◆ Work to complete
An exact reproduction of all the entries is the expected answer.

[Stored entries]
● ● ● ●
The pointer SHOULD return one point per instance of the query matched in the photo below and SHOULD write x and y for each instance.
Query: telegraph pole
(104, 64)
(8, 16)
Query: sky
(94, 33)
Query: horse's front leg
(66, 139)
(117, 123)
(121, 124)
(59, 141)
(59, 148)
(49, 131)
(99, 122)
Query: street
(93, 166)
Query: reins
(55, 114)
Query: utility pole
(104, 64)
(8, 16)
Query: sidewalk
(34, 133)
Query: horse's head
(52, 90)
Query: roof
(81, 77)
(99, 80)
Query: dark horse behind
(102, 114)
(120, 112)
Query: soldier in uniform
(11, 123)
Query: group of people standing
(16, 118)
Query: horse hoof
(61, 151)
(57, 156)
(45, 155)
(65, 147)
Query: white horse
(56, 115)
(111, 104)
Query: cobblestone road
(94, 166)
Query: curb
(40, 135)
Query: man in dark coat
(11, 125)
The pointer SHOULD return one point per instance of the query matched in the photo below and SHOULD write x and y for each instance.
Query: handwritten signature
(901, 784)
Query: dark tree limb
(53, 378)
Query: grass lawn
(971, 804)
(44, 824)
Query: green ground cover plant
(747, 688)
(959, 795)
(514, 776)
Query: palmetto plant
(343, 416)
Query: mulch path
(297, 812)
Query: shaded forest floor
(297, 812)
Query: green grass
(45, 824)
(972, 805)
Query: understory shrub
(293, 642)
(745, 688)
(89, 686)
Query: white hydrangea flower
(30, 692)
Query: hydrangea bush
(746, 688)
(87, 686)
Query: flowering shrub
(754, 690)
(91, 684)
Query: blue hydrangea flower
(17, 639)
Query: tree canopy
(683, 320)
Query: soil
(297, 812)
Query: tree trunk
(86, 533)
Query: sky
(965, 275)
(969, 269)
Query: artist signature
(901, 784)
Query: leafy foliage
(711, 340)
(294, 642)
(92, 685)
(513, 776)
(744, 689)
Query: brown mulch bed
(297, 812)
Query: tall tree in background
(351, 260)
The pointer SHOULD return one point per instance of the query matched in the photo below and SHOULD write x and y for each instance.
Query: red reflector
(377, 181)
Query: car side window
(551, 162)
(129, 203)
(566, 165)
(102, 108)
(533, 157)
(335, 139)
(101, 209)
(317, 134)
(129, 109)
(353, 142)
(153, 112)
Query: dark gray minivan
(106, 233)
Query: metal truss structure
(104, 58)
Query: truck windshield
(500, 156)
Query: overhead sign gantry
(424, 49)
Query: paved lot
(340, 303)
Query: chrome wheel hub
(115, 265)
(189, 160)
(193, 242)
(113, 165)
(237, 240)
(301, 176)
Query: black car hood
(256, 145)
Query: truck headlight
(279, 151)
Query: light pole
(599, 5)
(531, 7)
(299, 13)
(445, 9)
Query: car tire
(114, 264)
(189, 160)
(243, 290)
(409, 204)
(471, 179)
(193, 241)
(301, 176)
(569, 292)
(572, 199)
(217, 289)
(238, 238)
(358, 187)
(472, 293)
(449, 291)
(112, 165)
● ● ● ●
◆ Task solution
The pointer SHOULD return one point per instance of the query matched in the photo below and SHOULD write x and y for each instance.
Query: telegraph pole
(104, 64)
(8, 16)
Query: sky
(94, 33)
Query: horse's front leg
(66, 139)
(117, 123)
(121, 124)
(59, 141)
(59, 148)
(49, 131)
(99, 122)
Query: street
(93, 166)
Query: reins
(55, 114)
Query: utility pole
(104, 64)
(8, 16)
Query: sidewalk
(34, 133)
Query: horse's head
(52, 90)
Query: roof
(81, 77)
(99, 80)
Query: dark horse behind
(102, 114)
(120, 112)
Query: soldier in uniform
(11, 123)
Query: group of people standing
(16, 118)
Query: horse hoof
(61, 151)
(57, 156)
(45, 155)
(65, 147)
Query: white horse
(56, 115)
(111, 104)
Query: cobblestone road
(94, 166)
Query: curb
(40, 135)
Query: man in dark coat
(11, 125)
The pointer SHOULD return one point per instance of the query matched in the photo below and SHOULD write x and y for each instance.
Query: handwritten signature
(901, 784)
Query: dark tree limb
(53, 378)
Query: grass lawn
(971, 804)
(44, 824)
Query: green ground cover plant
(747, 688)
(959, 795)
(514, 776)
Query: palmetto plant
(343, 416)
Query: mulch path
(297, 812)
Query: shaded forest floor
(297, 812)
Query: green grass
(45, 824)
(972, 805)
Query: understory shrub
(293, 642)
(745, 688)
(89, 686)
Query: white hydrangea flower
(30, 692)
Query: hydrangea bush
(746, 688)
(87, 686)
Query: flowering shrub
(754, 690)
(91, 684)
Query: blue hydrangea flower
(17, 639)
Query: tree canopy
(683, 320)
Query: soil
(297, 812)
Query: tree trunk
(86, 533)
Query: sky
(965, 275)
(969, 269)
Query: artist signature
(901, 784)
Query: leafy foliage
(711, 340)
(294, 642)
(92, 685)
(513, 776)
(744, 689)
Query: brown mulch bed
(297, 812)
Query: tall tree in background
(351, 260)
The pointer SHOULD return one point per instance of the query matched in the photo below and SHOULD write x and y for each instance.
Query: red reflector
(377, 181)
Query: car side window
(551, 162)
(129, 203)
(566, 165)
(102, 108)
(533, 157)
(335, 139)
(101, 209)
(317, 134)
(129, 109)
(353, 142)
(153, 112)
Query: dark gray minivan
(106, 233)
Query: metal truss structure
(104, 58)
Query: truck windshield
(500, 156)
Query: overhead sign gantry
(424, 49)
Query: paved lot
(340, 303)
Query: chrome wheel hub
(115, 265)
(189, 160)
(193, 242)
(113, 165)
(237, 240)
(301, 176)
Query: black car hood
(256, 145)
Query: truck headlight
(279, 151)
Query: light pole
(599, 5)
(531, 7)
(299, 13)
(445, 9)
Query: car tire
(114, 264)
(189, 160)
(243, 290)
(409, 204)
(471, 179)
(193, 241)
(301, 176)
(569, 292)
(572, 199)
(217, 289)
(238, 238)
(358, 187)
(472, 293)
(449, 291)
(112, 165)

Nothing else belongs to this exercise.